[EXERCISE TEXT]:
Discourse AI Failing to translate large number of posts and topics

Hello there,

I’ve enabled Discourse AI on our community forum and started backfilling into multiple languages. Around 60% of posts and topics are translated, but in the process, I’m getting a LOT of errors in the console (ai_translation_verbose_logs is enabled) and now backfilling has mostly stalled:

DiscourseAi::Translation: Failed to translate topic 563 to de: Validation failed: Title can't be blank, Fancy title can't be blank /var/www/discourse/vendor/bundle/ruby/3.3.0/gems/activerecord-8.0.3/

DiscourseAi::Translation: Failed to translate post 582 to pl_PL: Validation failed: Raw can't be blank, Cooked can't be blank /var/www/discourse/vendor/bundle/ruby/3.3.0/gems/activerecord-8.0.3/lib/a

The strange thing about it is:

  • Mentioned posts and topics look pretty normal, they have different kinds of title and bodies, both simple and complex. Similar ones got translated successfully
  • On a second or third attempt they often get translated successfully
  • I’m using a custom persona for Posts, but this happens on a built-in Post Translator persona as well as on the built-in topic title translations one
  • It happens on all models I tested: Gemini-2.5-flash (non thinking), Gemini-2.5-flash (thinking), GPT5 and GPT5-mini
  • It happens on all locales equally (en, es, pt, de, pl_PL, fr, nl)

Is it possible to log the full prompts and model responses to debug this further?

I’m testing the same prompts manually on all of these models and they always respond successfully.

I’ve found ai_api_audit_logs and I think I’ve found the issue.

When translation is sent, there’s a get_max_tokens function which assigns max tokens based on text length.

Problem is, it’s mostly used up by reasoning. See this audit log, the limit was set to 1000, and reasoning took the whole 1000 before it even started generating output.

The limit for reasoning models should be much higher.

data: {"id":"chatcmpl-CQ7XU4Ep16RClb7OZQAxOXN9JWgIG","object":"chat.completion.chunk","created":1760341544,"model":"gpt-5-2025-08-07","service_tier":"default","system_fingerprint":null,"choices":[{"index":0,"delta":{"role":"assistant","content":"","refusal":null},"finish_reason":null}],"usage":null,"obfuscation":"dPNNK7ojEf"}

data: {"id":"chatcmpl-CQ7XU4Ep16RClb7OZQAxOXN9JWgIG","object":"chat.completion.chunk","created":1760341544,"model":"gpt-5-2025-08-07","service_tier":"default","system_fingerprint":null,"choices":[{"index":0,"delta":{},"finish_reason":"length"}],"usage":null,"obfuscation":"dM2r"}

data: {"id":"chatcmpl-CQ7XU4Ep16RClb7OZQAxOXN9JWgIG","object":"chat.completion.chunk","created":1760341544,"model":"gpt-5-2025-08-07","service_tier":"default","system_fingerprint":null,"choices":[],"usage":{"prompt_tokens":1075,"completion_tokens":1000,"total_tokens":2075,"prompt_tokens_details":{"cached_tokens":0,"audio_tokens":0},"completion_tokens_details":{"reasoning_tokens":1000,"audio_tokens":0,"accepted_prediction_tokens":0,"rejected_prediction_tokens":0}},"obfuscation":"j4"}

data: [DONE]

I simply do not recommend using any type of thinking models for translation tasks.

[ENTRIES SHOWN]:
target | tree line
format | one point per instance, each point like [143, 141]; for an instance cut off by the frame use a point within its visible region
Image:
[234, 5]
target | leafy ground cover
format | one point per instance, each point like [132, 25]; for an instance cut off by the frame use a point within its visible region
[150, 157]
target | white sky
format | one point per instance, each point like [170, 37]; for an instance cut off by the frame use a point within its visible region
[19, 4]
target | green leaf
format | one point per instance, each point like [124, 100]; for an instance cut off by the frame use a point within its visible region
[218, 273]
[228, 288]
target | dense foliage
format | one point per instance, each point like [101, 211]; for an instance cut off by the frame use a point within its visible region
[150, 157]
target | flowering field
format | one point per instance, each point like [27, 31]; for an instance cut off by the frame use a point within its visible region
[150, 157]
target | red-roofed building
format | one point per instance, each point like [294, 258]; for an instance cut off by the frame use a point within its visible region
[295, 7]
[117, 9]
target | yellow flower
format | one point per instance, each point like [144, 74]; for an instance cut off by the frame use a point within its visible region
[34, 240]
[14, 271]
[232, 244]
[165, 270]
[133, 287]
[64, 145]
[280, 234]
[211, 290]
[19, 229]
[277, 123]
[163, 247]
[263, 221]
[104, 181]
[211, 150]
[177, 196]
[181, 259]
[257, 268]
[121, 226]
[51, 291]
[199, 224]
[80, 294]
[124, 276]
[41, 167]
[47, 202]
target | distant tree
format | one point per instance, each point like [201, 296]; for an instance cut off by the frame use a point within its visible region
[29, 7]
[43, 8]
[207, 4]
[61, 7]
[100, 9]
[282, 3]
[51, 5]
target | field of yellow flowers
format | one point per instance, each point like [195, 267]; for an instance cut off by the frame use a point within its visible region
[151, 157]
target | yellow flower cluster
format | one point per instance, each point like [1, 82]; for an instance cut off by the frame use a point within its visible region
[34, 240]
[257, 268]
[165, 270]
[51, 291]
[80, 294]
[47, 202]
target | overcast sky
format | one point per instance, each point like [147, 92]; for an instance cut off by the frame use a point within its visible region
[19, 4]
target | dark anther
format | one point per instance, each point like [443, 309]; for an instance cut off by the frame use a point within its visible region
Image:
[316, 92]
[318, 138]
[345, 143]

[EXERCISES TO COMPLETE]:
- a) Answer these questions from the Discourse AI thread.
(i) Roughly what share of posts and topics had been translated when the errors appeared?
(ii) Which setting did the poster have enabled while watching the console errors?
(iii) In the audit log, how many completion tokens went to reasoning?
- b) Transcribe the stretch of the Discourse AI thread from "Problem is, it’s" through "started generating output.".
Use only the Discourse AI thread as your source.

[TASK-BY-TASK OUTPUTS]:
- a)
(i) Around 60%
(ii) ai_translation_verbose_logs
(iii) 1000

- b)
Problem is, it’s mostly used up by reasoning. See this audit log, the limit was set to 1000, and reasoning took the whole 1000 before it even started generating output.